(Given request)
Copy every one of the items below word for word, leaving out the pictures.

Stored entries
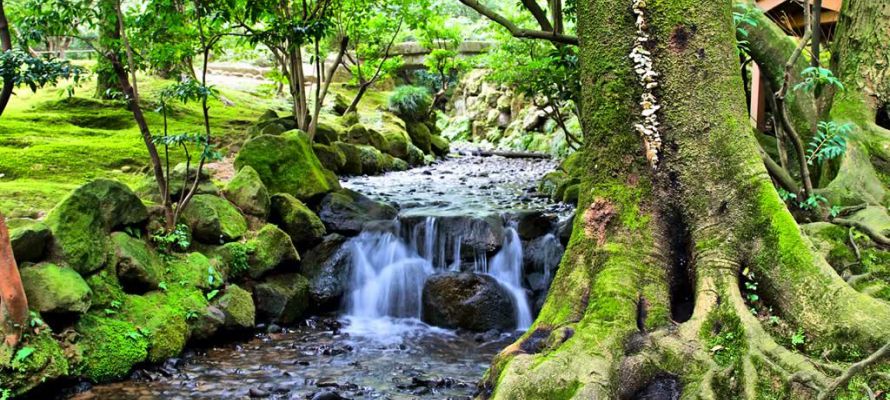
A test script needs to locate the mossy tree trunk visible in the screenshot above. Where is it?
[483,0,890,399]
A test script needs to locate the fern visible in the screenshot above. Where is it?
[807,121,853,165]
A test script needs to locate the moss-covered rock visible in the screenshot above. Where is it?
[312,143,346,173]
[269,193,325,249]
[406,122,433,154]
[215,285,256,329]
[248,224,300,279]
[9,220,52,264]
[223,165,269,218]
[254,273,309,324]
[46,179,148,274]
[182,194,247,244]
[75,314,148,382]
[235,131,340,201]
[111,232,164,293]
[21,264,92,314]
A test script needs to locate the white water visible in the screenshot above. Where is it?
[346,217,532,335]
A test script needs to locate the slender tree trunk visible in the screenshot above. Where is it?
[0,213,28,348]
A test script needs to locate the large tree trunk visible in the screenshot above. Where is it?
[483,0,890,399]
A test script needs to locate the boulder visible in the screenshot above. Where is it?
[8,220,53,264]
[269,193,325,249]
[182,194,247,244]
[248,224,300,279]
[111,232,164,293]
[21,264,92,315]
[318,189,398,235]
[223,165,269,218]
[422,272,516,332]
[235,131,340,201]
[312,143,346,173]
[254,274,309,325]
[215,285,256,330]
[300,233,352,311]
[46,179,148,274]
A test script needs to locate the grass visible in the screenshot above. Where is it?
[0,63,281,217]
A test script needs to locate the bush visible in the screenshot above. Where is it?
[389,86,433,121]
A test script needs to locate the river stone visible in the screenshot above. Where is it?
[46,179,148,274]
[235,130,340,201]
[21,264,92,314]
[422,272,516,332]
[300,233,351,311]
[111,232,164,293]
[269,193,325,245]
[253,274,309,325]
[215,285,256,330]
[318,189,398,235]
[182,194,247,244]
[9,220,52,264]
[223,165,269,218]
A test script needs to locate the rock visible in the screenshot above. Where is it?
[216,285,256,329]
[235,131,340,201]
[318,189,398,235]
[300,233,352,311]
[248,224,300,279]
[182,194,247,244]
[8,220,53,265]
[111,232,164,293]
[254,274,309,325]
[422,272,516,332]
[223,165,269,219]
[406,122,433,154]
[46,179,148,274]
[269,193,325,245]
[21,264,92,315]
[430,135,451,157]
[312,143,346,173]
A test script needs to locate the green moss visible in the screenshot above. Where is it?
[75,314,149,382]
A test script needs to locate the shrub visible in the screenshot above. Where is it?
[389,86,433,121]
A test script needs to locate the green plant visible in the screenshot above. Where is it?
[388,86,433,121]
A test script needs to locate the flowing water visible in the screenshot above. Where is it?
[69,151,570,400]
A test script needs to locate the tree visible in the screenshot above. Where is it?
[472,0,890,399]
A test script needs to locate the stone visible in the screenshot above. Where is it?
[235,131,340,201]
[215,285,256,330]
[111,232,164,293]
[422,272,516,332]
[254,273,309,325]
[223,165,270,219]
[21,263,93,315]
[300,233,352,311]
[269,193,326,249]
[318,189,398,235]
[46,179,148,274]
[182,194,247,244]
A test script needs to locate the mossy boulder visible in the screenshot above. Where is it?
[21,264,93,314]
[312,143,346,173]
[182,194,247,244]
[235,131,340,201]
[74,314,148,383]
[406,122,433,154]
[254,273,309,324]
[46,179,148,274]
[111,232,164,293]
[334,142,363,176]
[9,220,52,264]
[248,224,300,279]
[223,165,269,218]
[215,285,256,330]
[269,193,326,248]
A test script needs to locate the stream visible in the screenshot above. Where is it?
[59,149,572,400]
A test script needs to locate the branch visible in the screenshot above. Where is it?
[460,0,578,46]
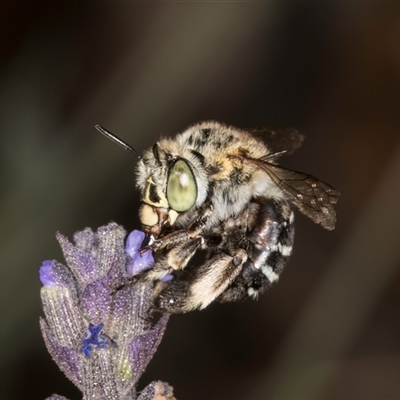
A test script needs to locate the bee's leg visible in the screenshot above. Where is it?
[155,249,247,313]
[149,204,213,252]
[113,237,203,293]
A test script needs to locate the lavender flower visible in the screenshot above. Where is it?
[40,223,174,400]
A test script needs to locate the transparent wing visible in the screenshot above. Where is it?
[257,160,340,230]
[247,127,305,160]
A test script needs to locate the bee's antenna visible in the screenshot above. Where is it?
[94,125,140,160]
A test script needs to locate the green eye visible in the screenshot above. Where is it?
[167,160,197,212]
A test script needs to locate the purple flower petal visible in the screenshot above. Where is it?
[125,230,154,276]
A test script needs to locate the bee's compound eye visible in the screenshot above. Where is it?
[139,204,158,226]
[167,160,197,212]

(Answer for the task)
A test script needs to locate the mossy tree trunk visible in the screenshot above. Where is it?
[483,0,890,399]
A test script needs to locate the fern visible in the screenshot above. Where is it?
[807,121,853,165]
A test script needs to locate the moss-covered rock visible in the screenshot above. Where is it?
[312,143,346,173]
[269,193,325,249]
[406,122,433,154]
[215,285,256,329]
[248,224,300,279]
[9,220,52,264]
[223,165,269,218]
[254,273,309,324]
[46,179,148,274]
[182,194,247,244]
[75,314,148,382]
[235,131,340,201]
[111,232,164,293]
[21,264,92,314]
A test script needs to locate the white water visible in the screenshot above. Where is it?
[346,217,532,335]
A test script needs to locate the slender tree trunk visible in the screenshot above. Where is it?
[0,213,28,348]
A test script needs to locate the large tree trunk visible in the screenshot above. Where is it?
[483,0,890,399]
A test script needs to locate the boulder visible in the screenshot above. Where is it?
[8,220,53,264]
[269,193,325,249]
[182,194,247,244]
[248,224,300,279]
[111,232,164,293]
[21,264,92,315]
[318,189,398,235]
[223,165,269,218]
[422,272,516,332]
[235,131,340,201]
[312,143,346,173]
[254,274,309,325]
[215,285,256,330]
[300,233,352,311]
[46,179,148,274]
A test script needs to locate the grass visible in the screenshot above. Where is it?
[0,63,281,217]
A test script needs to locate the bush visible in the screenshot above. Where is it?
[389,86,433,121]
A test script needs to locate the river stone visible in the screenshot above. Where is it?
[46,179,148,274]
[235,130,340,201]
[21,264,92,314]
[422,272,516,332]
[300,233,351,311]
[111,232,164,293]
[269,193,325,245]
[253,274,309,325]
[215,285,256,330]
[318,189,398,235]
[182,194,247,244]
[9,220,52,264]
[223,165,269,218]
A test script needs to locate the rock visible in the screenshot above. Where is it?
[216,285,256,329]
[235,131,340,201]
[318,189,398,235]
[300,233,352,311]
[248,224,300,279]
[182,194,247,244]
[8,220,53,265]
[111,232,164,293]
[254,274,309,325]
[422,272,516,332]
[223,165,269,219]
[406,122,433,154]
[46,179,148,274]
[269,193,325,245]
[21,264,92,315]
[430,135,451,157]
[312,143,346,173]
A test script needs to locate the green moss visible in the screenshot above. Where is it?
[75,314,149,382]
A test script needs to locate the shrub visible in the screenshot above. Where is it?
[389,86,433,121]
A test script needs to locate the green plant visible in the screenshot above. Where is it?
[388,86,433,121]
A test script needs to locate the flowing water visible in the screenshot above. Where is it?
[69,151,570,400]
A test script needs to locate the tree visible in the screenshot above. Where is it?
[472,0,890,399]
A test script needs to locate the stone visible in the screenshot above. Where is it?
[235,131,340,201]
[215,285,256,330]
[111,232,164,293]
[422,272,516,332]
[254,273,309,325]
[223,165,270,219]
[21,263,93,315]
[300,233,352,311]
[269,193,326,249]
[318,189,398,235]
[46,179,148,274]
[182,194,247,244]
A test script needs to locate the mossy boulder visible in the screenshot above. Where is it?
[21,264,93,314]
[312,143,346,173]
[182,194,247,244]
[235,131,340,201]
[74,314,148,383]
[406,122,433,154]
[254,273,309,324]
[46,179,148,274]
[111,232,164,293]
[334,142,363,176]
[9,220,52,264]
[248,224,300,279]
[223,165,269,218]
[215,285,256,330]
[269,193,326,248]
A test script needs to locate the stream visible in the screenshot above. Where is it?
[59,149,572,400]
A test script needs to locate the branch visible in the screenshot above. Where is it?
[460,0,578,46]
A test script needs to locate the bee's leg visible in the screenshot above. Where is it?
[155,249,247,313]
[149,204,213,252]
[113,237,203,293]
A test script needs to locate the lavender flower visible in the screenshot above. Where is it?
[40,223,174,400]
A test script needs to locate the transparent wing visible in the screenshot above. Where is it?
[257,160,340,230]
[247,127,305,160]
A test script needs to locate the bee's antenna visible in the screenshot above. Where is it?
[94,125,140,160]
A test script needs to locate the green eye visible in the screenshot above. Where is it?
[167,160,197,212]
A test script needs to locate the purple flower petal visible in the screenshot above. Where is it?
[125,230,154,276]
A test script needs to locate the bee's compound eye visible in the screenshot above. Where is it?
[139,204,158,226]
[167,160,197,212]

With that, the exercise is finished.